É de Karl Marx a percepção de que “todo sobrevalor, qualquer que seja a sua forma particular, lucro, redito, rendas, etc., é, em substância, a materialização de um trabalho não pago”[1]. O filósofo expunha, desse modo, uma das vigas da fórmula que evidenciava o preço da força de trabalho, do empenho, do tempo que o ser humano tem de si subtraído para se dedicar à atividade geradora de capital. A sua percepção recaía sobre a exploração e, consequentemente, sobre os efeitos econômicos e sociais que dela decorriam.

Surgiriam, assim, as teorias da mais-valia que, em sentido estrito, estaria relacionada à força de trabalho. A ligação da exploração do labor alheio pressupunha algo como um liame empregatício. A criação do seu conceito, empreendido por Marx, preenchia um espaço da realidade que desnudava os problemas sociais que giravam em torno da lógica da acumulação de riqueza. 

Mas, o que seria mais-valia?

Não é simples definir seu âmbito. Seria muito pretensioso desejar definir mais-valia em breve linhas. No entanto, algo do seu núcleo pode ser revelador de problemas atuais que incidem sobre a vida humana e que repercutem na aplicação do direito, como sobre aspectos da investigação criminal e do processo penal condenatório de cunho inquisidor, antidemocrático.

Na obra “Dicionário do pensamento marxista”, define-se mais-valia a partir do modo assumido de exploração. O foco conceitual é na “diferentia specifica” da modo de produção capitalista, isto é, naquela “em que o excedente toma a forma de lucro e a exploração resulta do fato da classe trabalhadora produzir um produto líquido que pode ser vendido por mais do que ela recebe como salário”[2]. 

Os elementos envolvidos na noção de mais-valia seriam o lucro e o salário, revelando algo como o “preço”, a “moeda de troca” pelo tempo desprendido e pelo desgaste do trabalhador, daí defluindo outros problemas que o filósofo passaria a organizar, contornando vários conceitos.

Tarefa escrita:
Dê continuidade ao texto sobre a mais-valia em Marx, começando logo depois da última frase apresentada.

Dados registrados:
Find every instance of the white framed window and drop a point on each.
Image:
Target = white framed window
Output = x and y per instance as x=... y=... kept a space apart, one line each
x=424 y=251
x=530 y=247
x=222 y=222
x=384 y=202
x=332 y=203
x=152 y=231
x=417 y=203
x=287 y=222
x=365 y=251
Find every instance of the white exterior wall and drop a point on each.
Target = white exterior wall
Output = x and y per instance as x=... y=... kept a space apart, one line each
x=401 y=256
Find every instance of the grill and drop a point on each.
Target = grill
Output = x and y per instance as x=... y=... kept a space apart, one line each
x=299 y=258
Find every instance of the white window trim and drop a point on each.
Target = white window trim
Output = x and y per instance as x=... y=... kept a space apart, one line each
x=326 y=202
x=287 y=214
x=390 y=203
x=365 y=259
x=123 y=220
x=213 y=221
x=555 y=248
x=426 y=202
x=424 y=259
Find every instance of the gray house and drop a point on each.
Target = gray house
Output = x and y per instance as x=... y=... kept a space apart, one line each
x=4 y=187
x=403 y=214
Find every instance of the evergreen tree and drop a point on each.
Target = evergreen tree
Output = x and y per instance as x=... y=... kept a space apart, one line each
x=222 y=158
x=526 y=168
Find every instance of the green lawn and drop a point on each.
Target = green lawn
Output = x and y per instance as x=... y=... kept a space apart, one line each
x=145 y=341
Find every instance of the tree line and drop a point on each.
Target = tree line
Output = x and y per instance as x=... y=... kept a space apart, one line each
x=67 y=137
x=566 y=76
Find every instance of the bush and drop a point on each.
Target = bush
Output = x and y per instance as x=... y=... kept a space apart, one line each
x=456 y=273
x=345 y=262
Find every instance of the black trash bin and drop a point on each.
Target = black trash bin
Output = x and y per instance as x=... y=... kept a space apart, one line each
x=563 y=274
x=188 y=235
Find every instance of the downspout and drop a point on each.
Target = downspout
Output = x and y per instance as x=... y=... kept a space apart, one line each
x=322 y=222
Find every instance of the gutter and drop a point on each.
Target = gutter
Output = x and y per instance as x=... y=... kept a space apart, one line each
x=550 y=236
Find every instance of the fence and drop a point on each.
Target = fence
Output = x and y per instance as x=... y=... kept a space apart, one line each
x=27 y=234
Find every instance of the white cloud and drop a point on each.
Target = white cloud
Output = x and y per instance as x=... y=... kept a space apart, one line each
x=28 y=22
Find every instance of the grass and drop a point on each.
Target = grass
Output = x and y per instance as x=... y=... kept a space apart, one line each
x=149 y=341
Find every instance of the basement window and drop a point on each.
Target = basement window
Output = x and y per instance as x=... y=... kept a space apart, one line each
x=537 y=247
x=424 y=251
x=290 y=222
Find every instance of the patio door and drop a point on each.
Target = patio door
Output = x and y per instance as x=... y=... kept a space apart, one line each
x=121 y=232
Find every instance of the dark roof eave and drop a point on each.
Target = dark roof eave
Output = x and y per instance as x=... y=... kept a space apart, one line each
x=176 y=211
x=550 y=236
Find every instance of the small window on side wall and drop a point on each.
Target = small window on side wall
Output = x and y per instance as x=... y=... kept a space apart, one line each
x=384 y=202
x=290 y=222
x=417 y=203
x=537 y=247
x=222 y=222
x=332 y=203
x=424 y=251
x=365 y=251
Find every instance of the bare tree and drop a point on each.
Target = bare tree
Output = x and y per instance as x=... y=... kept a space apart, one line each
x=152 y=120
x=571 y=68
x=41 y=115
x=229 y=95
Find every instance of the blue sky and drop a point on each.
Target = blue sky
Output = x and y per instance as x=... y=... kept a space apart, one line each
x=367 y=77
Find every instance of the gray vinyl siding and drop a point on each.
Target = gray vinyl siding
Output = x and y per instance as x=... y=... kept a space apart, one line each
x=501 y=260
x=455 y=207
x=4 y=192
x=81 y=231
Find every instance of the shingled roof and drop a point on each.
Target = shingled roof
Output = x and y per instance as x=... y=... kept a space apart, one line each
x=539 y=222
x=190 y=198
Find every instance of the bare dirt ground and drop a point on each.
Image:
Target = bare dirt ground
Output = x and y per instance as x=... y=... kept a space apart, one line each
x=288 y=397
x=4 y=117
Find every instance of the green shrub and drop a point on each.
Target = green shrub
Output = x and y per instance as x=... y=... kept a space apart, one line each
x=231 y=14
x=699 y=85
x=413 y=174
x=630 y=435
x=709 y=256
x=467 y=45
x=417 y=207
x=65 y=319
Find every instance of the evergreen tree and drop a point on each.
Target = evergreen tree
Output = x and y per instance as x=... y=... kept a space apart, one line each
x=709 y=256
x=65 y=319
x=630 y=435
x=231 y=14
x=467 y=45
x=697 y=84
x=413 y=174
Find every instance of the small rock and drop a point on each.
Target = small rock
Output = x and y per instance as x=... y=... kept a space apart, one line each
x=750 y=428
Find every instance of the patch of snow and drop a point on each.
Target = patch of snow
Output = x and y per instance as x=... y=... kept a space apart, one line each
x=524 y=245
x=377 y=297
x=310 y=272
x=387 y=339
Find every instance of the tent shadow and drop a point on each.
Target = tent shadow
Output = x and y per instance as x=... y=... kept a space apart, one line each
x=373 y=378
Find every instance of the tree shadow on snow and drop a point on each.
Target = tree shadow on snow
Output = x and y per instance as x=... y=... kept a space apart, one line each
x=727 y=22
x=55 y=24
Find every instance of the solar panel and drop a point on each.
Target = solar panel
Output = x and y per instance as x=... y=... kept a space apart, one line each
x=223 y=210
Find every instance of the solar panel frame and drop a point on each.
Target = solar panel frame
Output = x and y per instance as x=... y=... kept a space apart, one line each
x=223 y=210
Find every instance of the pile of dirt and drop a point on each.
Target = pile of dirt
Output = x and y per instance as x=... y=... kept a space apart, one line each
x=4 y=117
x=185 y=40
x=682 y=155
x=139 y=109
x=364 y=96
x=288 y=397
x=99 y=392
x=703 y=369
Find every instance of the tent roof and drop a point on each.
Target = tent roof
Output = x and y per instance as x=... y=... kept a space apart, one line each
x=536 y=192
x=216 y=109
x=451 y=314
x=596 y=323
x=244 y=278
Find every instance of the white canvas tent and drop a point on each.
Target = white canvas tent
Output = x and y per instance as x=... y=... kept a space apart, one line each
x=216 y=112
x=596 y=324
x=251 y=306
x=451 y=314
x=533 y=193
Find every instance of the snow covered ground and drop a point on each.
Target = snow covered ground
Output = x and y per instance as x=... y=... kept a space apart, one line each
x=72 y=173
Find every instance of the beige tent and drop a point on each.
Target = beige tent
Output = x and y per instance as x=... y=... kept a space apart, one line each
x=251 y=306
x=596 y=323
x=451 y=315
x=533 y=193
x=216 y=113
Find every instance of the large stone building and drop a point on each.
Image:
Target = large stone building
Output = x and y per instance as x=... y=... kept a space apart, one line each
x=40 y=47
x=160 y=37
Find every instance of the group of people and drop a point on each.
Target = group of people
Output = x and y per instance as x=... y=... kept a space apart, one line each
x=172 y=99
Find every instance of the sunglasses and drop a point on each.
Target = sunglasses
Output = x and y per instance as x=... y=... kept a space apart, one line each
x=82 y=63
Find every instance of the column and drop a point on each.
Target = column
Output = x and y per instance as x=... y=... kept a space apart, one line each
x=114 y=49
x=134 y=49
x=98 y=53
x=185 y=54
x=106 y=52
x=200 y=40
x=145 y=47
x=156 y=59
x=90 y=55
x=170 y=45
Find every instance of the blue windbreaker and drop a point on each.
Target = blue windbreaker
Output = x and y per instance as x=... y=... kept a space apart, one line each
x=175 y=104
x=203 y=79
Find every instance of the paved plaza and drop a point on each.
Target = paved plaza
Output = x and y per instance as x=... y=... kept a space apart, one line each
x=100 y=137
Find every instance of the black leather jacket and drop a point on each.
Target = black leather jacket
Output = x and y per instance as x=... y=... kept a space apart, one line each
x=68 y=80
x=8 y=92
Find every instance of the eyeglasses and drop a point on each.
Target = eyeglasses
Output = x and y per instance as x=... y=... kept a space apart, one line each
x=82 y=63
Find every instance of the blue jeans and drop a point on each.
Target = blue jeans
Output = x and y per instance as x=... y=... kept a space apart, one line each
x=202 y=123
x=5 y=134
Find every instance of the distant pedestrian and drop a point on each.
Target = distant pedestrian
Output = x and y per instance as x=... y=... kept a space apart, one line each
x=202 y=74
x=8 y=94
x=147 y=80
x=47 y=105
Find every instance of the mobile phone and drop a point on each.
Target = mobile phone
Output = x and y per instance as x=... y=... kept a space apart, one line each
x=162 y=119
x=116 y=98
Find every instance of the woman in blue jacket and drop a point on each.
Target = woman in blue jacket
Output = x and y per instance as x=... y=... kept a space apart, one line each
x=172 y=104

Resposta:
O mistério desvelado por Karl Marx, à época, estaria centrado em proposições como a de que “todo o segredo do poder que tem o capital de procriar, se estriba no fato de que dispõe de certa quantidade de trabalho de outro, que não paga”[3] . Em outros termos, seria adequado dizer que mais valeria o trabalho se o fosse pago integralmente. A lógica é acumuladora, cujo pontapé mais formidável é a alienação do trabalho e do tempo. Dessa constatação decorreriam todas as outras formas de alienação. 

Mas que é alienação do trabalho?

Consoante Giovanni Reale e Dario Antiseri, a alienação do labor consiste “no fato de que o trabalho é externo ao operário, isto é, não pertence ao ser e, portanto, ele não se afirma em seu trabalho, mas se nega, não se sente satisfeito, mas infeliz, não desenvolve energia física e espiritual livre, mas definha seu corpo e destrói o seu espírito”. De tal modo, no trabalho o operário “se sente fora de si”, enquanto se vê “em sua própria casa se não está trabalhando”. Em outros termos, o seu trabalho “não é voluntário, mas constrito: é trabalho forçado”, sendo “meio para satisfazer necessidades estranhas”[4].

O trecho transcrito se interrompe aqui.